[Begin]
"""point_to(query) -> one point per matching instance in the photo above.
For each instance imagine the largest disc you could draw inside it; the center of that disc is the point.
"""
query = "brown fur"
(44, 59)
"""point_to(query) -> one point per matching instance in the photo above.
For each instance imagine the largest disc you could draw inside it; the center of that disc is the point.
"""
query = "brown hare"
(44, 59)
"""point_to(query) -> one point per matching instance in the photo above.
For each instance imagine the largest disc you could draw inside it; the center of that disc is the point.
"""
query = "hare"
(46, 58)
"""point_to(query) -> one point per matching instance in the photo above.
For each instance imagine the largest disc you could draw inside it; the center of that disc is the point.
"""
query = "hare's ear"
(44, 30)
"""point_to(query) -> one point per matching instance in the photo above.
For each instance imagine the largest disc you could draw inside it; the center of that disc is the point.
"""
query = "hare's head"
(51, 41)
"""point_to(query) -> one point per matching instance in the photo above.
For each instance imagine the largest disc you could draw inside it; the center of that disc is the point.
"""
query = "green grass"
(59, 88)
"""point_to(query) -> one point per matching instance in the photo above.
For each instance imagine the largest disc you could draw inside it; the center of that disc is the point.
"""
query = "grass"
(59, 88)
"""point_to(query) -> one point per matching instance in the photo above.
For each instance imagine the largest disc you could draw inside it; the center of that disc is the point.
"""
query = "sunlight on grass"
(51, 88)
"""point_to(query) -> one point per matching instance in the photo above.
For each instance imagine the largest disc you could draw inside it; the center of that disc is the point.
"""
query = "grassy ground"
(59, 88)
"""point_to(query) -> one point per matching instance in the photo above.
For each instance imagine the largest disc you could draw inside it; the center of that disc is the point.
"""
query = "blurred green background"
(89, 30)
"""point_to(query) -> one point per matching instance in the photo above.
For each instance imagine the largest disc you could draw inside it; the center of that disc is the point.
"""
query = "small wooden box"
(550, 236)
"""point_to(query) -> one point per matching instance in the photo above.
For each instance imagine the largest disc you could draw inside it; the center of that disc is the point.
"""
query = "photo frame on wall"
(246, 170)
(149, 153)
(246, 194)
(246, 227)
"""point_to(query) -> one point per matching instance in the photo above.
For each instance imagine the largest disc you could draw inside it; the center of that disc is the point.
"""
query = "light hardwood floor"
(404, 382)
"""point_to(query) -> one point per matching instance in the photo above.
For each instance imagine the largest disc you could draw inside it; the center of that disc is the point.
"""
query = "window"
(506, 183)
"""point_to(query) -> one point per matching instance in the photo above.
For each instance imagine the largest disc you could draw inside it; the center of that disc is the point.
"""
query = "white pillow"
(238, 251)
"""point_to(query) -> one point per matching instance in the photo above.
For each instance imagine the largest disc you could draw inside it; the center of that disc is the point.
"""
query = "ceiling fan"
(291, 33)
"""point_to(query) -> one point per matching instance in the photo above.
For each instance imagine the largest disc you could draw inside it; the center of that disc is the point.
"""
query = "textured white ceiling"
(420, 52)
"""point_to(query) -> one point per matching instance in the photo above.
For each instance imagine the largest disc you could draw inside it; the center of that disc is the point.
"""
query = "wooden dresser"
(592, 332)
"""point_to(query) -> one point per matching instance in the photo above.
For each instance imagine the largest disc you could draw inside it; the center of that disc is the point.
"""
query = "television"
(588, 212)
[End]
THE EXERCISE => Repeat all the entries exactly as given.

RESULT =>
"""point_to(query) -> one point per matching instance in the photo above.
For each instance imagine the largest disc you could draw inside it; the center of that disc is the point.
"""
query = "brown fur"
(44, 59)
"""point_to(query) -> one point per matching instance in the photo above.
For each instance imagine the largest disc you could draw inside it; the center of that disc is the point.
"""
query = "brown hare"
(44, 59)
"""point_to(query) -> one point per matching instance in the photo above.
For each instance imagine the largest disc you could draw inside it; the center of that disc is the point.
"""
query = "hare"
(46, 58)
"""point_to(query) -> one point per matching instance in the photo above.
For each instance imagine the largest disc you could draw inside it; the center of that disc is the point.
"""
query = "hare's ear"
(44, 30)
"""point_to(query) -> one point per matching instance in the photo above.
For each instance imagine the largest disc you could draw inside it; the center of that disc is the point.
"""
query = "hare's head"
(51, 41)
"""point_to(query) -> one point per matching instance in the photo above.
For each instance imagine the largest disc you could draw inside it; the center of that disc is the point.
"""
query = "green grass"
(59, 88)
"""point_to(query) -> one point per matching instance in the photo above.
For each instance imagine the largest disc you could draw inside it; the center of that disc is the point.
"""
query = "grass"
(59, 88)
"""point_to(query) -> one point per matching instance in the photo above.
For each instance imagine the largest disc you could draw inside it; the center of that disc is the point.
"""
query = "sunlight on grass"
(51, 88)
"""point_to(query) -> one point per matching instance in the photo above.
For each instance imagine the largest disc you could draw inside it; the center of that disc is the point.
"""
query = "grassy ground"
(59, 88)
"""point_to(query) -> one point per matching instance in the photo above.
For each instance imagine the largest disc you could draw inside it; the center of that disc is the point.
"""
query = "blurred green background"
(89, 30)
"""point_to(query) -> one point per matching instance in the photo above.
For each instance imagine the largest disc you could draw inside it; the center of that disc is the point.
"""
query = "small wooden box"
(550, 236)
"""point_to(query) -> one point per matching instance in the photo above.
For each instance imagine the largest disc you could draw inside it; the center of that disc is the point.
"""
query = "photo frame on wall"
(246, 170)
(149, 153)
(246, 194)
(246, 227)
"""point_to(query) -> one point per matching instance in the photo above.
For each instance imagine the largest disc you could draw inside it; the center of that disc is the point.
"""
query = "light hardwood floor"
(404, 382)
"""point_to(query) -> one point per matching instance in the photo above.
For each instance imagine the largest disc you could draw inside it; the center of that disc is the point.
"""
query = "window"
(506, 183)
"""point_to(query) -> one point per matching instance in the photo above.
For each instance imagine the largest disc you could draw inside it; the center of that disc is the point.
"""
query = "white pillow"
(238, 251)
"""point_to(query) -> one point per matching instance in the photo above.
For each instance imagine the largest disc you could draw inside it; the center of that disc is the point.
"""
query = "ceiling fan"
(291, 33)
"""point_to(query) -> one point per matching instance in the photo above.
For each instance imagine the largest disc you could draw inside it; the center of that disc is the point.
"""
query = "textured white ceiling"
(420, 52)
"""point_to(query) -> one point per matching instance in the photo above.
For each instance imagine the largest disc you could draw inside it; the center of that disc is the point.
"""
query = "wooden dresser"
(592, 332)
"""point_to(query) -> one point per matching instance in the photo above.
For each instance imagine the largest disc you could draw inside it; the center of that disc is the point.
"""
query = "television"
(588, 212)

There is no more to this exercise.